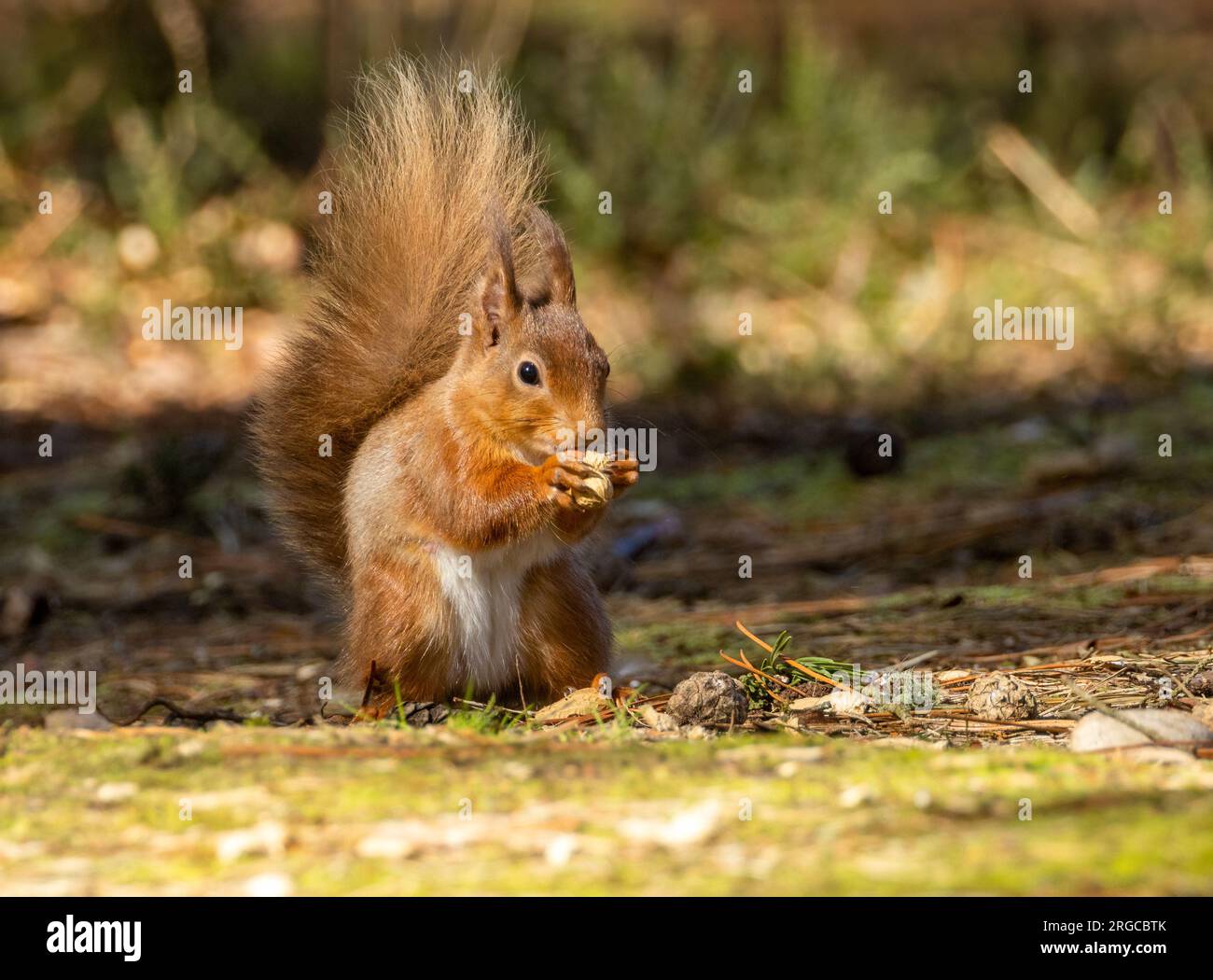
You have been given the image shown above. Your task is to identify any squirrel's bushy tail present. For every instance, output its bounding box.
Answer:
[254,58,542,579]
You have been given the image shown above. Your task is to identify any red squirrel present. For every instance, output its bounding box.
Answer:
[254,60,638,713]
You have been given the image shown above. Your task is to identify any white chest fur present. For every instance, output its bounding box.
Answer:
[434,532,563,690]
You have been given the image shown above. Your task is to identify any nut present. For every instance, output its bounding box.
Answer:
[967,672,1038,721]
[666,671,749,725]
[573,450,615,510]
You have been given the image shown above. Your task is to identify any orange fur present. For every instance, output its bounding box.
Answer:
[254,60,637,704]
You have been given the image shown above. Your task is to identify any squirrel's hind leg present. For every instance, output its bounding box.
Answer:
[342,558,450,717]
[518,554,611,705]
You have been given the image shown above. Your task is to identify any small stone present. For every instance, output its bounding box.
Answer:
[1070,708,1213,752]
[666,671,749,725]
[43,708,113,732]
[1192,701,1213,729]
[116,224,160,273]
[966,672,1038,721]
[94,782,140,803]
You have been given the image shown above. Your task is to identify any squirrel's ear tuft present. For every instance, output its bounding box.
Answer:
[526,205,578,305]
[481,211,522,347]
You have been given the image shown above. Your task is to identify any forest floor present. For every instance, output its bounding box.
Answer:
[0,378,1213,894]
_ _ _
**What you will do**. Render every one of the records above as a two-column CSV with the headers label_text and boxes, with one row per entry: the wording goes in label_text and its answer in boxes. Enclose each field in double quotes, replace line breaks with spaces, and leave the pictures out.

**Final answer**.
label_text,boxes
"You have been given the image shown above. Your task is to identify any squirrel's bushy tail present. For every instance, output its bounding box. Answer:","[254,58,542,579]"
"You have been given the image shown above. Your task is to identify any red squirrel present. For every instance, output its bounding box. Answer:","[254,60,638,713]"
"You have been given the image shown above. Your task is to identify any white chest fur present. For every instance, output its bounding box. Answer:","[434,532,563,690]"
"You have been given the image shown above. Your task is to identify any nut present. For every instance, output its bounding box. Answer:","[967,672,1038,721] [666,671,749,725] [573,450,615,510]"
"You have been given the image shown above. Your task is to identify any orange fur present. For every instance, output its bounding box. Answer:","[254,60,637,704]"
"You have been given the image shown above. Your task is to identify any squirrel's hind leg present. For every instance, output its bounding box. Answer:","[342,558,450,717] [518,554,611,705]"
"You have been given the image shown above. Your task is to identify any small stone present. For every instance, output its bounding box. Answer:","[1070,708,1213,752] [666,671,749,725] [43,708,113,732] [1192,701,1213,729] [116,224,160,273] [966,672,1038,721] [94,782,140,803]"
"You have been given the image shown above. Your task is to identify any squirrel's ear tuft present. For every instance, output its bounding box. Answer:","[526,205,578,305] [481,211,522,347]"
"You have been given the image shown above. Your task is to identify any forest floor present. For every instance, output its bounding box. Answer:","[0,378,1213,894]"